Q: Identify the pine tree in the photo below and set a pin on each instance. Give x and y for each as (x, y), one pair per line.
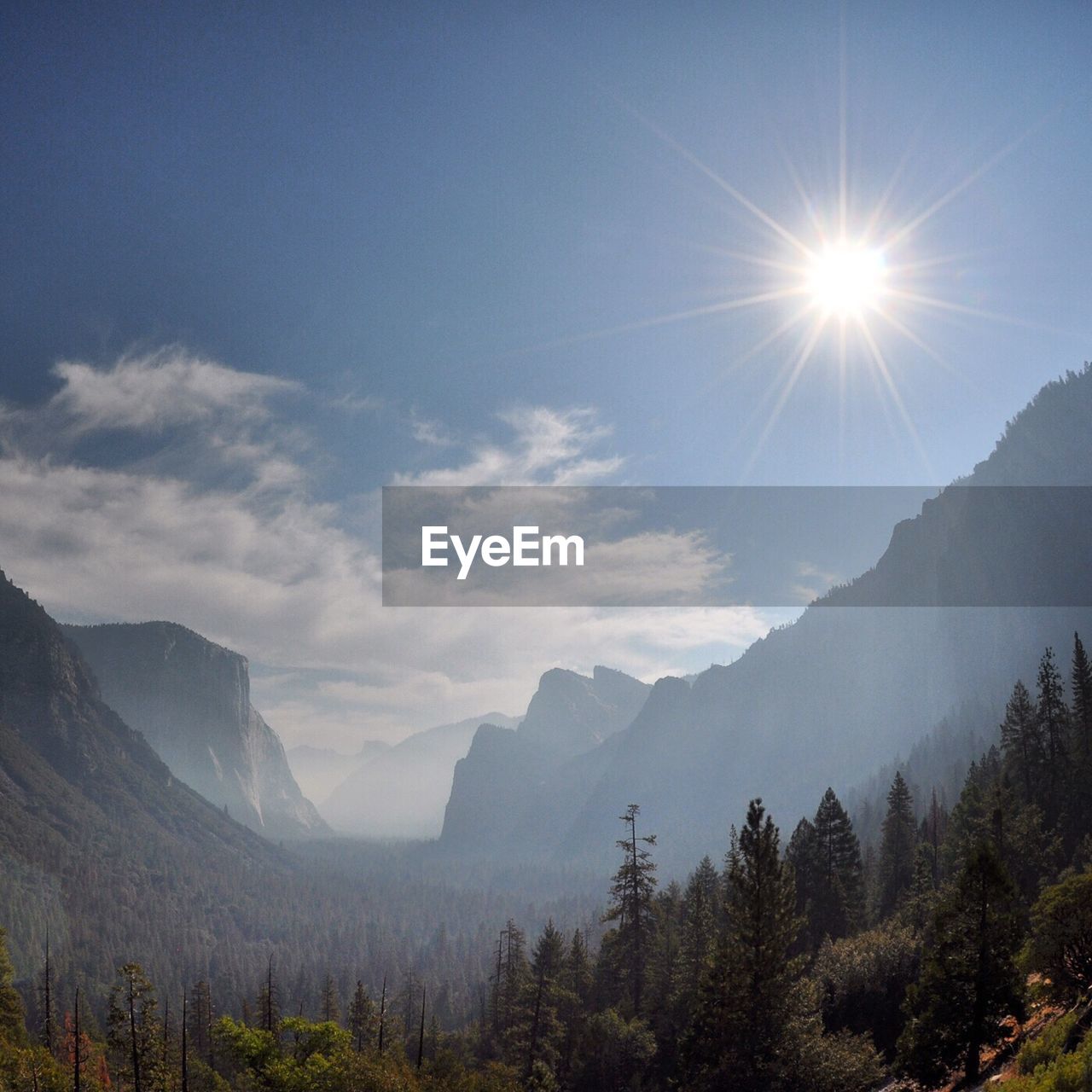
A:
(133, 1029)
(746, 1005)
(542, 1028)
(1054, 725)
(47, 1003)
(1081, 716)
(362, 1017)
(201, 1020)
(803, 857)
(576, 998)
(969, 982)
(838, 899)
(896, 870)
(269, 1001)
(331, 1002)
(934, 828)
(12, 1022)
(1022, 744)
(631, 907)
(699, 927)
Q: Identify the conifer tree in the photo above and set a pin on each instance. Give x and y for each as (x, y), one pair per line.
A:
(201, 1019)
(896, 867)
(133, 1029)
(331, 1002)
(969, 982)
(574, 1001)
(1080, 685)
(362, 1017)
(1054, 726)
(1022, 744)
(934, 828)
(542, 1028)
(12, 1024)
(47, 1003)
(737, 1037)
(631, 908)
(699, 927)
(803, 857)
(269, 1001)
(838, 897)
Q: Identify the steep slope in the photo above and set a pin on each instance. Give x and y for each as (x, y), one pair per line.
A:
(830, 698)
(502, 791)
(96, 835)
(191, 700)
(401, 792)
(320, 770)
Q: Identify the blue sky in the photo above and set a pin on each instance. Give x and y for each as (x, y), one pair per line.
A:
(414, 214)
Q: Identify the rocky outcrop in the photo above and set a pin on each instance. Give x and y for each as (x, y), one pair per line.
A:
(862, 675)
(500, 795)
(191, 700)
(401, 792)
==
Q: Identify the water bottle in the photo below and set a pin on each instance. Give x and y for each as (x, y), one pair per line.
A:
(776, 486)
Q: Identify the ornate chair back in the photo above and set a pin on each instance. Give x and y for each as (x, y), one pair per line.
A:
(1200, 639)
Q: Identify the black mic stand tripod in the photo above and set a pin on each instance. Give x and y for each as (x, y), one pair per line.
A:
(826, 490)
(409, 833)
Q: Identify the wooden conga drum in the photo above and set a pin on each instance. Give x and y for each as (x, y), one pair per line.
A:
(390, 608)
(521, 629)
* * *
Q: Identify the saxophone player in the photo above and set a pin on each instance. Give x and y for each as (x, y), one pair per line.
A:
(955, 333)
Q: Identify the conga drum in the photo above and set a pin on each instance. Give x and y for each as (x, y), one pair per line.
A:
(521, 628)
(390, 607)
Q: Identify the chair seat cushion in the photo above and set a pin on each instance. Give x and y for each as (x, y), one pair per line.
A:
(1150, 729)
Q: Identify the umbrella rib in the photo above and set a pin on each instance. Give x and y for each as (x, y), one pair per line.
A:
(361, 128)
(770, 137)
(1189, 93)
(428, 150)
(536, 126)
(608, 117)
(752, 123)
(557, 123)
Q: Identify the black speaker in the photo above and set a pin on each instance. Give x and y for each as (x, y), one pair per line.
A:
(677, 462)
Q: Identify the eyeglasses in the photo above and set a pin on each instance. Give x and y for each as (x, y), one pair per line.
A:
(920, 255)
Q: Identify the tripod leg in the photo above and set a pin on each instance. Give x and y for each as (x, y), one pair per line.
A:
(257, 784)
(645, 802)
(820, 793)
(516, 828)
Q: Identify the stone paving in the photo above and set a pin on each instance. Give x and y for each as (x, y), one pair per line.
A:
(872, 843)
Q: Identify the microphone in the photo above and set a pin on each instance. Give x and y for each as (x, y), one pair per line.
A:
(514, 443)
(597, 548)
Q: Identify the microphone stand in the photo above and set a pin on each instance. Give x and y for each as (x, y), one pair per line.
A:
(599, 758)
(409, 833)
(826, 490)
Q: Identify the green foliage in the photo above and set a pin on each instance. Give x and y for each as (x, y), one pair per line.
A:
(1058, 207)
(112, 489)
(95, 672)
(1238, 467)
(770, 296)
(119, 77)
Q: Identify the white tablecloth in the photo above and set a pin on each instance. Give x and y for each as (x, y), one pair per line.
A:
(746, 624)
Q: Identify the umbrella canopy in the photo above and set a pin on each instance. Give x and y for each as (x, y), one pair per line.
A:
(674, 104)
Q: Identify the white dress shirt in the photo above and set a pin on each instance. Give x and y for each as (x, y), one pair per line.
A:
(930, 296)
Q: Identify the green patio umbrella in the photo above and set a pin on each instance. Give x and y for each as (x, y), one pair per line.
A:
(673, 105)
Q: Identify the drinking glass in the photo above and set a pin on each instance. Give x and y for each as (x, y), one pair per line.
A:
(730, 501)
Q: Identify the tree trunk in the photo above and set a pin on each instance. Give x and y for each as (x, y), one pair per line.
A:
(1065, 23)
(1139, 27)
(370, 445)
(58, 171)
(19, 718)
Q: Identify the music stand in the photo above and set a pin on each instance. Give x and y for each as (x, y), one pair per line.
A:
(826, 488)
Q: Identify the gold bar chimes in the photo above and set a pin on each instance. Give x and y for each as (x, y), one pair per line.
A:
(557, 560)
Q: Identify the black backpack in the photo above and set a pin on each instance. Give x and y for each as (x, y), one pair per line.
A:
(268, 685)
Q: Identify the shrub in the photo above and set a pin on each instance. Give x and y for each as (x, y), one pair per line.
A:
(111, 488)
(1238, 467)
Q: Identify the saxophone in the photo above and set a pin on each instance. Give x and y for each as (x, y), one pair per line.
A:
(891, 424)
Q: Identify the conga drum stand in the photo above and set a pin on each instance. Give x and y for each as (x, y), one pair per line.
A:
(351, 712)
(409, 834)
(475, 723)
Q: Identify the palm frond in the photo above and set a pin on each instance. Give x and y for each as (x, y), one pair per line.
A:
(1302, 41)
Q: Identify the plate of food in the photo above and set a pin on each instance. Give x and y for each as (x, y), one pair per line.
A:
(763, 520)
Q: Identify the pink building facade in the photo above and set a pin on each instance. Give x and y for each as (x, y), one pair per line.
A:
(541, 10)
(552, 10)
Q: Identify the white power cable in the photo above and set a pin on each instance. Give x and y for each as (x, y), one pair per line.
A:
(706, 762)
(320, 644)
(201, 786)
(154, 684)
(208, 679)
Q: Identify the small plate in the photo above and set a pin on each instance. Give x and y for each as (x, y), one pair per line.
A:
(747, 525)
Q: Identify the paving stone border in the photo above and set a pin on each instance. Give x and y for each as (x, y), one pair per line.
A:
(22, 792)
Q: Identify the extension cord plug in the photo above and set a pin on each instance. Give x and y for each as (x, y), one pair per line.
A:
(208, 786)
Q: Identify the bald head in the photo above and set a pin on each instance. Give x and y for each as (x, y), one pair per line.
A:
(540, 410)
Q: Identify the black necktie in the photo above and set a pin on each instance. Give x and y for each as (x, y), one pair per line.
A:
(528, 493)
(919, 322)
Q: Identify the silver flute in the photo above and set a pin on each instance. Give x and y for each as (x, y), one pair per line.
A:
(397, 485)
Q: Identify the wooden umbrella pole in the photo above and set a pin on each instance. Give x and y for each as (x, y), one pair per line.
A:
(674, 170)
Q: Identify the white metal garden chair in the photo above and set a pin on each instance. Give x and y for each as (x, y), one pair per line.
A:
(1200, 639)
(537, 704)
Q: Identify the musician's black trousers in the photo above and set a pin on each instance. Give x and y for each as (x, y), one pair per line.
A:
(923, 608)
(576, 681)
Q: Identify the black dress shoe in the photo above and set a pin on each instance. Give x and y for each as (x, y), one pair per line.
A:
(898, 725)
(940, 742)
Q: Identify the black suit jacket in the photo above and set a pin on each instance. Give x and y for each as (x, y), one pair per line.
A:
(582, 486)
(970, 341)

Written task
Locate every line in the records above that contains the string "microphone" and copy each of those lines. Treat uppercase and lowercase as different.

Response
Q: Identify the microphone in the photo above and set a pin on each instance. Give x and y for each as (x, y), one pair per line.
Q: Identify the microphone stand in the photo above and set a pin on each instance. Give x and y for each as (x, y), one pair per line.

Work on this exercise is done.